* _WORKING DATA_:

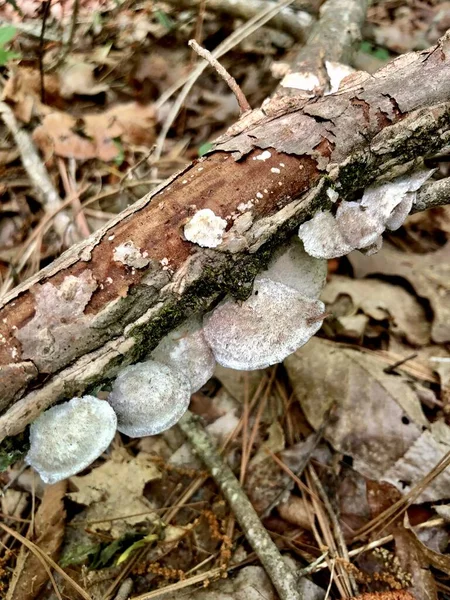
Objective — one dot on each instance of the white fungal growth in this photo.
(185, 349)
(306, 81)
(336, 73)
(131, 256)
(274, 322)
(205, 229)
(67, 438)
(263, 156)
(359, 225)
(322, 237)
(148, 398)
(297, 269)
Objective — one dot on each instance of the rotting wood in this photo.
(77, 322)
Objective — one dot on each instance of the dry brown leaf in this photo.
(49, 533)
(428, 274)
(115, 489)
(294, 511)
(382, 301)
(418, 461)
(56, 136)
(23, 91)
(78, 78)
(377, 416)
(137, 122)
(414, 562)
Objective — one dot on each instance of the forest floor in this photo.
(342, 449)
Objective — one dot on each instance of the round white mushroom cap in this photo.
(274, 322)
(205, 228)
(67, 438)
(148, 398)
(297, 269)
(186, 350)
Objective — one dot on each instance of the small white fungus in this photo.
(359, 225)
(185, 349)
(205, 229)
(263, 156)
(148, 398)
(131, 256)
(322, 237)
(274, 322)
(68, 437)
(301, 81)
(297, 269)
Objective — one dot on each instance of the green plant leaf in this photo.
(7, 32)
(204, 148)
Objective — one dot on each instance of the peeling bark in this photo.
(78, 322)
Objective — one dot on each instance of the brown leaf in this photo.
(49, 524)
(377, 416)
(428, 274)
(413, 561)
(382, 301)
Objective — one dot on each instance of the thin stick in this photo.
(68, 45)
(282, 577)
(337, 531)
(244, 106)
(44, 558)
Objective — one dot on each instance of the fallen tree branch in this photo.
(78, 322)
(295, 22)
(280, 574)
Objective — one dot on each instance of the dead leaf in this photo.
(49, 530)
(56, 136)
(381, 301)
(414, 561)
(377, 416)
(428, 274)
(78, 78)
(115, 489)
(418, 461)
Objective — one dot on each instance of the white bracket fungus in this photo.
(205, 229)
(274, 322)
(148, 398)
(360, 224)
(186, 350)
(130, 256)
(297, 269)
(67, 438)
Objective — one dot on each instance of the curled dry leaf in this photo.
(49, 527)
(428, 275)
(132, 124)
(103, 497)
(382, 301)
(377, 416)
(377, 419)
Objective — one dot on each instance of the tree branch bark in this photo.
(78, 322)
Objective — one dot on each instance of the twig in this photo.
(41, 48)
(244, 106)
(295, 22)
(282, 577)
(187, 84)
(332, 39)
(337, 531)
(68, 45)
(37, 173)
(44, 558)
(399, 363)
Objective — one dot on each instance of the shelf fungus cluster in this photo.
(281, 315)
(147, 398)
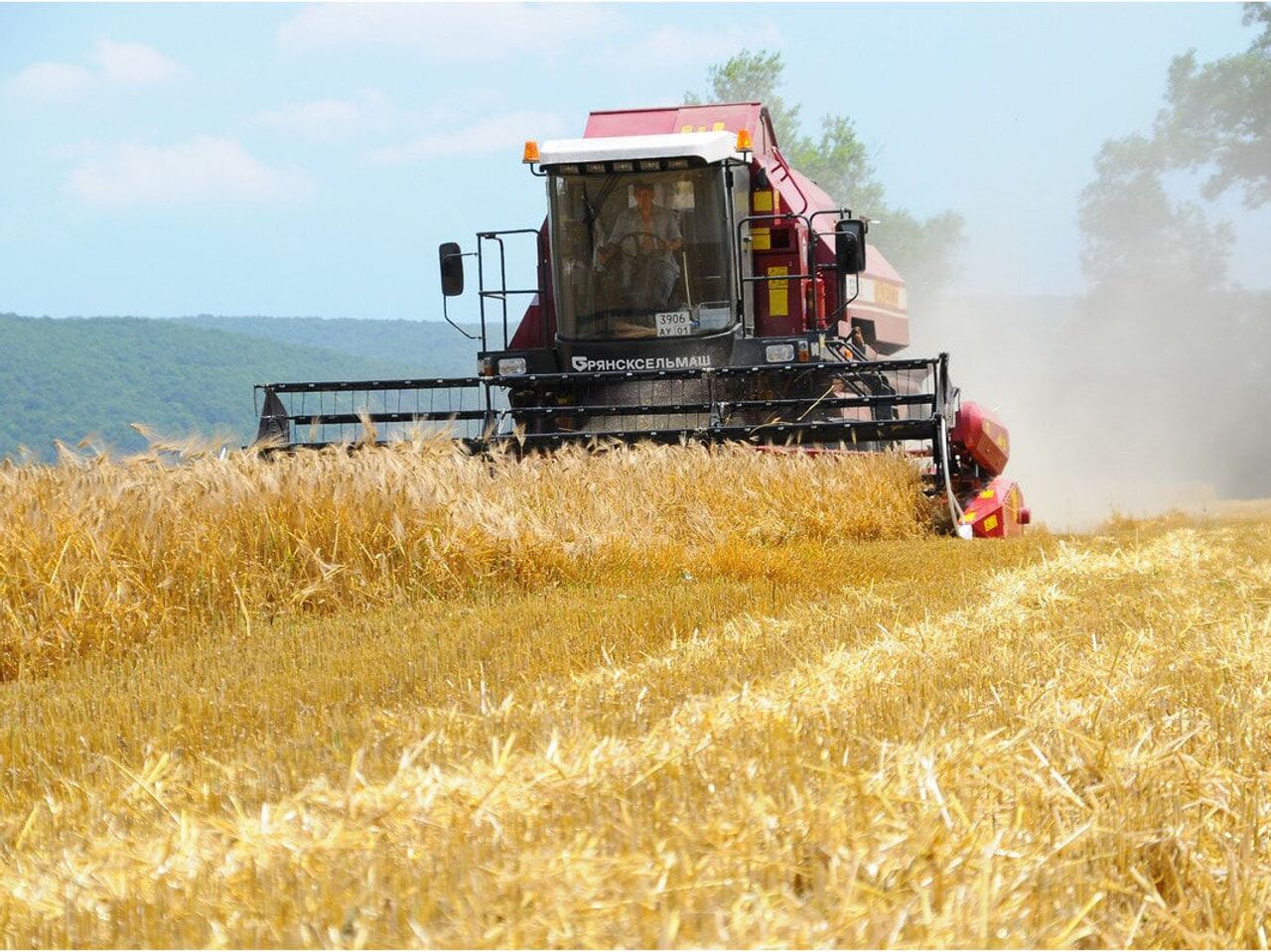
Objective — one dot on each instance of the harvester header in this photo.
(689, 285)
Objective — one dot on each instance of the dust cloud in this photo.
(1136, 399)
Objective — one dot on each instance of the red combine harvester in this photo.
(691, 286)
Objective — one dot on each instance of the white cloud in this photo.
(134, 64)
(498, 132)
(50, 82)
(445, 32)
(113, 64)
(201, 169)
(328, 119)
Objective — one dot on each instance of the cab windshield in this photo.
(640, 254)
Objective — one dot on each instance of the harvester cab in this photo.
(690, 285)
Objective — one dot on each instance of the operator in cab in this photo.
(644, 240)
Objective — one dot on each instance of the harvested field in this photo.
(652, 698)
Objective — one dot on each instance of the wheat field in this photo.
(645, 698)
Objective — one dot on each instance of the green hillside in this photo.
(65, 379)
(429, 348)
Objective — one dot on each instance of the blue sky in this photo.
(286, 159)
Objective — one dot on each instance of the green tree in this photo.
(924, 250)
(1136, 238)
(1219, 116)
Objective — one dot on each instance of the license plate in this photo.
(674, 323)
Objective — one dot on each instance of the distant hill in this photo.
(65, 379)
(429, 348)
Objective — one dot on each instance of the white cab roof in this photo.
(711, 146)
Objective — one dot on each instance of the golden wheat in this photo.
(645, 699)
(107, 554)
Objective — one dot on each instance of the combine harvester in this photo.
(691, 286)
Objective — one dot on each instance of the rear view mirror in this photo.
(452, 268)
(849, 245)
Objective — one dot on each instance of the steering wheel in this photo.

---

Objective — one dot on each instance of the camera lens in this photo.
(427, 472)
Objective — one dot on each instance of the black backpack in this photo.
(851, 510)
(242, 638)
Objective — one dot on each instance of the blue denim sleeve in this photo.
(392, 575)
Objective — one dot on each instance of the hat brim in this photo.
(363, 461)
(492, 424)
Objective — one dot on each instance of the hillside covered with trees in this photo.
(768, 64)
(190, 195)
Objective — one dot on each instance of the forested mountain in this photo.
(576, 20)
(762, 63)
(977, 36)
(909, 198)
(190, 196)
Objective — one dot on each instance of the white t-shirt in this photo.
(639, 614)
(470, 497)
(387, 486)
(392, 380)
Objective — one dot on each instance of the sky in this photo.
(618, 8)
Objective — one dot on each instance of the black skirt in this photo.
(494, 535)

---

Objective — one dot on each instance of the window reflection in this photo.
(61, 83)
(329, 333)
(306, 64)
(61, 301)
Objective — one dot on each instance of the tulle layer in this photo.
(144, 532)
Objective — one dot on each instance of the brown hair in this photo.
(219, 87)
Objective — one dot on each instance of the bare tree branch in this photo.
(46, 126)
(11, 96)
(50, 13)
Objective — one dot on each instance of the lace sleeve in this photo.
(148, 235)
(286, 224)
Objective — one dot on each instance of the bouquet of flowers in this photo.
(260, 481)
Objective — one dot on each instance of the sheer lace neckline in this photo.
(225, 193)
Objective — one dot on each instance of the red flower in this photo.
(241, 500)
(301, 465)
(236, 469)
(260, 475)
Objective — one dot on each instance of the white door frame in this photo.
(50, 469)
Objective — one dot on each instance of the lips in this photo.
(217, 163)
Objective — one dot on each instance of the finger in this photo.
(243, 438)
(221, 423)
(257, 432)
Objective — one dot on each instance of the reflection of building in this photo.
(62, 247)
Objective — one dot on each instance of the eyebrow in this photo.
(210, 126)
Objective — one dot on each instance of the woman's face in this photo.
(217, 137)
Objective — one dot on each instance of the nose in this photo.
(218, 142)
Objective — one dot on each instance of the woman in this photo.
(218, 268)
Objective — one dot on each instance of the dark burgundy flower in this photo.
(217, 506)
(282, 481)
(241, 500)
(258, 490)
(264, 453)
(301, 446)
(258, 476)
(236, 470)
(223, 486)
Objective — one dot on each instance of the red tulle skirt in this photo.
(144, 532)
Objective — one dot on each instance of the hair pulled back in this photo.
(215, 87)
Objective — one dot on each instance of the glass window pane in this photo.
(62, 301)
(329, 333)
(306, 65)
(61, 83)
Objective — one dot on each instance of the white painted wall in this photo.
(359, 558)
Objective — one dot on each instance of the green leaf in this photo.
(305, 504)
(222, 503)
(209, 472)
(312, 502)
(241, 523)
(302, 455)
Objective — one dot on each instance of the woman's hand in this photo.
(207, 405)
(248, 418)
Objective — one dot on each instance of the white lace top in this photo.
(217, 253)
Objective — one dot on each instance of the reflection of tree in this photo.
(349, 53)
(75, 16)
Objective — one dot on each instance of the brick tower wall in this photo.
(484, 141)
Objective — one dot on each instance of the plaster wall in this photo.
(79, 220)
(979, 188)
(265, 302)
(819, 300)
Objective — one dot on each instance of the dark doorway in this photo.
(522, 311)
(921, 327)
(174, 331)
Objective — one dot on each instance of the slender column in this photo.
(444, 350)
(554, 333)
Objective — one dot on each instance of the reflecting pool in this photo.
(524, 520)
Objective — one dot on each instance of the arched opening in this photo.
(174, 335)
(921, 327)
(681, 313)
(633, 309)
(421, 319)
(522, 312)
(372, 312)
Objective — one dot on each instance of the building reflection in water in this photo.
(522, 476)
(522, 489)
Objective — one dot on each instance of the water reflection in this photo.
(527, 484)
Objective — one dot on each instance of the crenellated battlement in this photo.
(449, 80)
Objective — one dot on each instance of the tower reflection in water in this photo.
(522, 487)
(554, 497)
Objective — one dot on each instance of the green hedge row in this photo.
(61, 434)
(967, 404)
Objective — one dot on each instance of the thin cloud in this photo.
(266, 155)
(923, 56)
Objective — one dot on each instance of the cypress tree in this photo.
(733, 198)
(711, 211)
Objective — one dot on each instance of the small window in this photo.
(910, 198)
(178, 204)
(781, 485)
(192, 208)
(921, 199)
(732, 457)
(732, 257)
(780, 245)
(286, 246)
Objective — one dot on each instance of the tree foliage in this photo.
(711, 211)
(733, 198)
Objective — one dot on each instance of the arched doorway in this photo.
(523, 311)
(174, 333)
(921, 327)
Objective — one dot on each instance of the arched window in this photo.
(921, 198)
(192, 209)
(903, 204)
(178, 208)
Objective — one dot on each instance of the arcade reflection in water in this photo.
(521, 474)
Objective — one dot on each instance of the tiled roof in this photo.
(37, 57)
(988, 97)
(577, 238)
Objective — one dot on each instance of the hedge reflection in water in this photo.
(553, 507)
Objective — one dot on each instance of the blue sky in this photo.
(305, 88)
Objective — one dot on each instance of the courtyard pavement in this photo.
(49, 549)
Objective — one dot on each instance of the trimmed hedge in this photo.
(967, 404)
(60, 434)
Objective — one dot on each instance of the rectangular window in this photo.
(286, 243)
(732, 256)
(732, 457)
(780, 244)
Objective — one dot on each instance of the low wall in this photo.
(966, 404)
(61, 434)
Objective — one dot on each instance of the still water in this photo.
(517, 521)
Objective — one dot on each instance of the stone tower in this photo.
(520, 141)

* _WHAT IS BEING ASKED_: Pick out each line above that contains the word "woman", and copy those lines.

* _RESPONSE_:
Objective — one dot on each instance of the woman's face in this photo.
Objective — one dot on each instance of the woman in this photo.
Objective — one dot on each instance of the woman's hand in this photo.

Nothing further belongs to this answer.